(Data provided Opens)

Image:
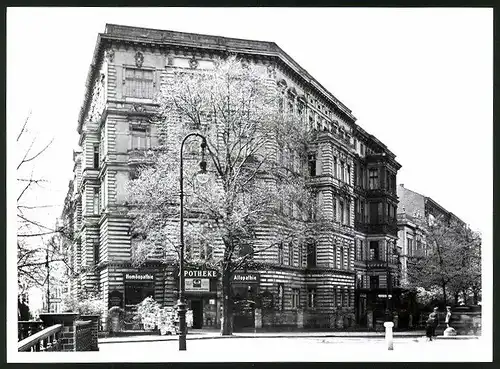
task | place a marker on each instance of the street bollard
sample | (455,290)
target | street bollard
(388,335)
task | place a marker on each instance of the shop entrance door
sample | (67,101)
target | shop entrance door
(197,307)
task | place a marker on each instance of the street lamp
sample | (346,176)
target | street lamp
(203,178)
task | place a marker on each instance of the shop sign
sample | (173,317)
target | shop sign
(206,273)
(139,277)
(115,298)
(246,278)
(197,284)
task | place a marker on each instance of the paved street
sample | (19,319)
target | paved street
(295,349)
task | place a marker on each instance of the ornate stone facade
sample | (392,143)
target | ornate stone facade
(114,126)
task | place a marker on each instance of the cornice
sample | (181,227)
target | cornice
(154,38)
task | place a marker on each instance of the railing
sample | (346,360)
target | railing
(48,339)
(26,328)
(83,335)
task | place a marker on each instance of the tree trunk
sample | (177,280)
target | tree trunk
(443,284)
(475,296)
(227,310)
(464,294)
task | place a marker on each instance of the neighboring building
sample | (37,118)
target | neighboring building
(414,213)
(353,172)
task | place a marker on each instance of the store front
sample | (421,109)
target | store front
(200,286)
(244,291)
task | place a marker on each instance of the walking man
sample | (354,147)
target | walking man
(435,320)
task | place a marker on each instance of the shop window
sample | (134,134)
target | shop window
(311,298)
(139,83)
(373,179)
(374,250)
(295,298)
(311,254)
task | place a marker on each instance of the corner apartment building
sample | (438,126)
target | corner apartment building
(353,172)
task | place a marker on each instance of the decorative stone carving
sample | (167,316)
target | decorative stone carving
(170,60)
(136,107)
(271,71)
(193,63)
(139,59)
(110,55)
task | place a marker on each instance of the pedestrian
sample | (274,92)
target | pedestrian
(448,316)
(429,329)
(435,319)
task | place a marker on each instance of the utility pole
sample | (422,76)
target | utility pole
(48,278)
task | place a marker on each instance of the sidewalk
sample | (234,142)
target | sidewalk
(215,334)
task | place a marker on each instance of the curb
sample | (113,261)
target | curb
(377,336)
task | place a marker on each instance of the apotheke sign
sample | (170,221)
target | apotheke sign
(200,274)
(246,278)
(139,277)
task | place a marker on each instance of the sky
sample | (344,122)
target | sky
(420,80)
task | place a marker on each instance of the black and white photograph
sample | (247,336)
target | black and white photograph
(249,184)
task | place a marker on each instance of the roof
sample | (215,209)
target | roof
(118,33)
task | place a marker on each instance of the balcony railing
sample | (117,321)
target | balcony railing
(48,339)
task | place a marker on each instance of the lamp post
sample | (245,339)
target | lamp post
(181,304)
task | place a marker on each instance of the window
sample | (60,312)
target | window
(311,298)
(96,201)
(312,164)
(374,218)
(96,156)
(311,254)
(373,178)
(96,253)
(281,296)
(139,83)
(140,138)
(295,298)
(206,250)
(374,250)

(Data provided Closes)
(Data provided Opens)

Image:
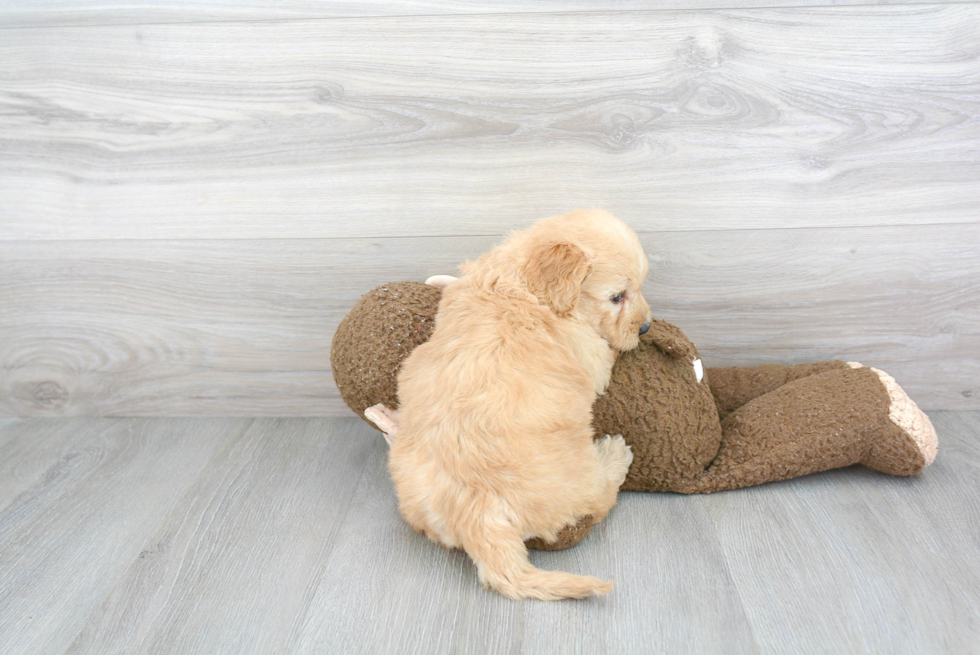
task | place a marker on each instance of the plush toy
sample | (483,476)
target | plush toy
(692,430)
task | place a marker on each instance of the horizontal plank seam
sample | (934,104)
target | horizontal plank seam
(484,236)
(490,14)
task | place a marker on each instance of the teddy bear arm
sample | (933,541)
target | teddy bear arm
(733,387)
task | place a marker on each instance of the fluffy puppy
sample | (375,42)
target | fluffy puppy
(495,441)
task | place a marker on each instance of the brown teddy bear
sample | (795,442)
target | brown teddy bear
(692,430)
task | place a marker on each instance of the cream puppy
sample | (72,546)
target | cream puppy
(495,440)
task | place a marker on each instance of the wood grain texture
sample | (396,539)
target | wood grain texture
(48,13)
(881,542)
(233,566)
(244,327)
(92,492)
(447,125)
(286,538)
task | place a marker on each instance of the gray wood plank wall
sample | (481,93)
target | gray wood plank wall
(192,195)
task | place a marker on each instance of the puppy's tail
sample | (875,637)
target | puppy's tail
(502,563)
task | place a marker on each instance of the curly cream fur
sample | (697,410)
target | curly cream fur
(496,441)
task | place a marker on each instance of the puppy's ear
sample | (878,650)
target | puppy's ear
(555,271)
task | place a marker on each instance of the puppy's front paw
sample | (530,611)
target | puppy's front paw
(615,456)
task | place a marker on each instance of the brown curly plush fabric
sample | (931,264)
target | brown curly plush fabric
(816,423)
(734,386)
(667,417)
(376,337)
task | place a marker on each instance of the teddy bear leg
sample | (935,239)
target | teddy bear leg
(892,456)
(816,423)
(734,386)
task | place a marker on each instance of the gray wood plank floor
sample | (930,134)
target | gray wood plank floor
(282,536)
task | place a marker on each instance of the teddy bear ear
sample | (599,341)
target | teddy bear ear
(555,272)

(Data provided Closes)
(Data provided Opens)

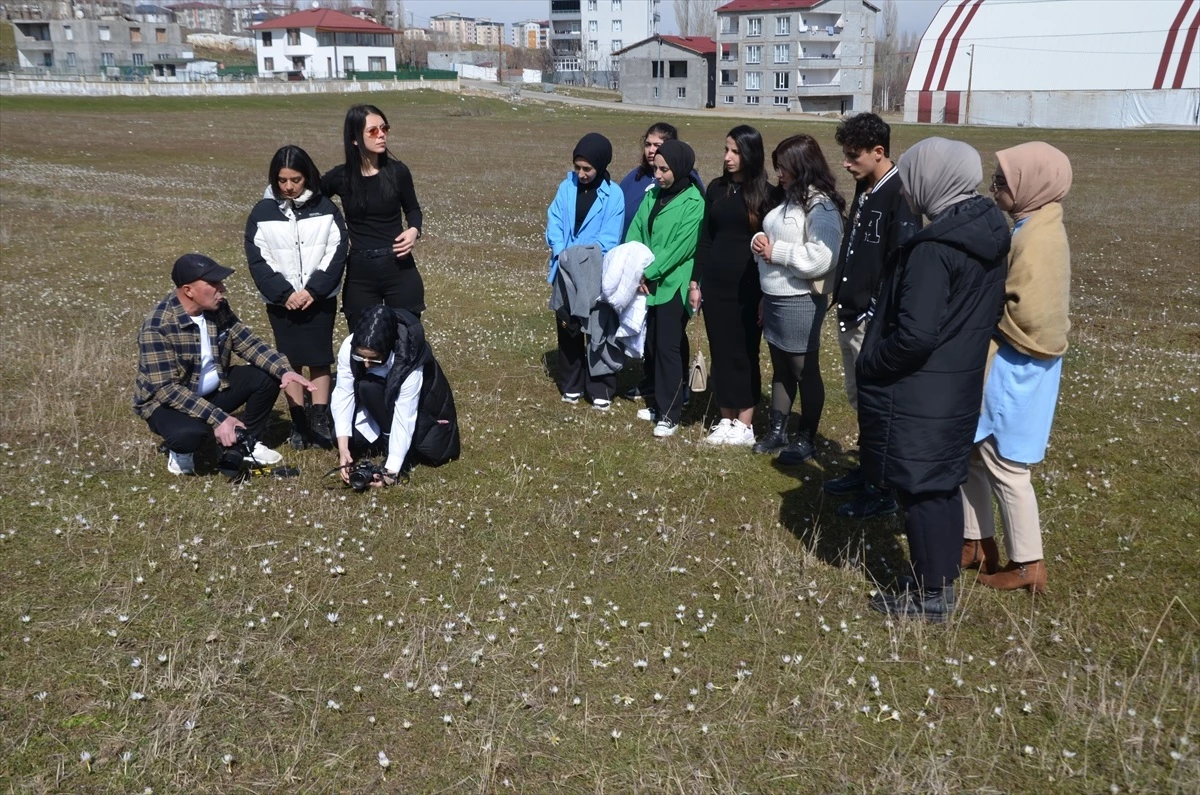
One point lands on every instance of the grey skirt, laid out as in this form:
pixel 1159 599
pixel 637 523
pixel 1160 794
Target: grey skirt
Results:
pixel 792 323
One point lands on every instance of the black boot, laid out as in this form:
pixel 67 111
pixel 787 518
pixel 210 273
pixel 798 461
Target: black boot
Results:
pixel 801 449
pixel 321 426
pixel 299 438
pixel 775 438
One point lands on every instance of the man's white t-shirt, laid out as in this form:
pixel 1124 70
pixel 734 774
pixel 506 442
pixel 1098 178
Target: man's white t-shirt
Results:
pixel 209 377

(Data provided Closes)

Brief: Going through the entries, return every line holding the word "this".

Answer area:
One point lands on every instance of the grey skirt, laid out as in this form:
One point lands on every instance of the black boot, laid out as in this form:
One point lands on every instance of the man's white t-shirt, laid out as in this form:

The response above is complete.